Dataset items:
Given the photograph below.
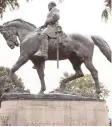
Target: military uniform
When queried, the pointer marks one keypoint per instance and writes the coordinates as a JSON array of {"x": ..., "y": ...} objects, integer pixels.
[
  {"x": 49, "y": 30},
  {"x": 52, "y": 19}
]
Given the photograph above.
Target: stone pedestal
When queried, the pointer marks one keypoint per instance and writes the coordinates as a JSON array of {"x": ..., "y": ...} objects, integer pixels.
[{"x": 52, "y": 109}]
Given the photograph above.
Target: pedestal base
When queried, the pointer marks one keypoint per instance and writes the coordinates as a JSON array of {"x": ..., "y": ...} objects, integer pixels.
[{"x": 52, "y": 109}]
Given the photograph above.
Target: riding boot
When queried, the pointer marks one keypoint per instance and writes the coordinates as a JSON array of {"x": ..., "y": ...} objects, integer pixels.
[{"x": 43, "y": 51}]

> [HOW TO COMPLETE THIS TASK] Without altering anything, output all the lines above but none of the images.

> [SOLUTION TO THIS EXERCISE]
Given the photograph below.
Target: military uniform
When queried, the pointer marks one keypoint per instance and writes the coordinates as a JSON array of {"x": ..., "y": ...} objects, integer pixels.
[
  {"x": 49, "y": 30},
  {"x": 52, "y": 19}
]
Given the photograph above.
Target: stone pedestal
When queried, the pointer marks one keypoint per instance and writes the coordinates as a JSON array of {"x": ..., "y": ...} objects, integer pixels.
[{"x": 52, "y": 109}]
Given the photograph above.
Target: pedestal base
When queried, the pointer marks one keypoint per instance and writes the coordinates as a JSON array of {"x": ..., "y": ...} objects, integer pixels.
[{"x": 52, "y": 109}]
Given the photograph above.
Target: riding boot
When queried, the pointer marks one keypoint per instance and writes the coordinates as a JSON array of {"x": ..., "y": ...} objects, integer pixels.
[{"x": 43, "y": 51}]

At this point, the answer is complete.